Excerpted passage.
Application of Information Technology to Clinical Trial Evaluation and Enrollment: A Review

Author Affiliations
  • 1Department of Internal Medicine, Division of Hematology-Oncology, The University of Texas Southwestern Medical Center, Dallas
  • 2Harold C. Simmons Comprehensive Cancer Center, The University of Texas Southwestern Medical Center, Dallas
  • 3Southwestern Health Sciences Digital Library and Learning Center, The University of Texas, Dallas
  • 4Department of Population and Data Sciences, The University of Texas, Southwestern Medical Center, Dallas
JAMA Oncol. 2021;7(10):1559-1566. doi:10.1001/jamaoncol.2021.1165

Importance  As cancer treatment has become more individualized, oncologic clinical trials have become more complex. Increasingly numerous and stringent eligibility criteria frequently include tumor molecular or genomic characteristics that may not be readily identified in medical records, rendering it difficult to best match clinical trials with clinical sites and to identify potentially eligible patients once a clinical trial has been selected and activated. Partly because of these factors, enrollment rates for cancer clinical trials remain low, creating delays and increased costs for drug development. Information technology (IT) platforms have been applied to the implementation and conduct of clinical trials to improve efficiencies in several medical fields, and these platforms have recently been introduced to oncologic studies.

Prompt.
Please repeat the part of the review on clinical trial enrollment from "Importance  As cancer" up to and including "to oncologic studies.", word for word. The material that comes next is separate from the review excerpt.

Stored items:
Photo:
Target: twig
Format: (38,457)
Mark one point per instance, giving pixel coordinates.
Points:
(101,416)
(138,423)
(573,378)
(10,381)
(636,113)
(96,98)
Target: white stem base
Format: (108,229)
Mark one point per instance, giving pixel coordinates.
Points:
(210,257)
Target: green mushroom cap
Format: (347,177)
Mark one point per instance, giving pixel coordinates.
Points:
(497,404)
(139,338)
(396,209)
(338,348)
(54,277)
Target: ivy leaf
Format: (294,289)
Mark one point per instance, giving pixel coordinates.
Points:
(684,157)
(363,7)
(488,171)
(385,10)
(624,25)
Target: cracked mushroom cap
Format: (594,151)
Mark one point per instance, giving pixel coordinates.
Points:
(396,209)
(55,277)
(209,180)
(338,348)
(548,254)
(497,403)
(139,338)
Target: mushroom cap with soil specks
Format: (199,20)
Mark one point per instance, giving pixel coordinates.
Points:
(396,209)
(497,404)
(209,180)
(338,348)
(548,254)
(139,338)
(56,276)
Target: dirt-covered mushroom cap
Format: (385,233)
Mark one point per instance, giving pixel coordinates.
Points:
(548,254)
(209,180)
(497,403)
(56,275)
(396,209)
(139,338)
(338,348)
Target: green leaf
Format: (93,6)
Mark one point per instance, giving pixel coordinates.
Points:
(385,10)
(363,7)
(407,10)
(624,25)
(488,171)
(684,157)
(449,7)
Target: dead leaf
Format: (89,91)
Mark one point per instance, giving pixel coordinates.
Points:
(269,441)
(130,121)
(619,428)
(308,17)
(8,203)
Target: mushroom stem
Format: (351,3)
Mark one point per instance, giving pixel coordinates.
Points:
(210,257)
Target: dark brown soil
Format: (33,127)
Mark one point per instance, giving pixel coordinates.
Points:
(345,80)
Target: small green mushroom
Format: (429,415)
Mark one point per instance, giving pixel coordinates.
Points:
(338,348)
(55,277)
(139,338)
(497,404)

Exercise solution.
Importance  As cancer treatment has become more individualized, oncologic clinical trials have become more complex. Increasingly numerous and stringent eligibility criteria frequently include tumor molecular or genomic characteristics that may not be readily identified in medical records, rendering it difficult to best match clinical trials with clinical sites and to identify potentially eligible patients once a clinical trial has been selected and activated. Partly because of these factors, enrollment rates for cancer clinical trials remain low, creating delays and increased costs for drug development. Information technology (IT) platforms have been applied to the implementation and conduct of clinical trials to improve efficiencies in several medical fields, and these platforms have recently been introduced to oncologic studies.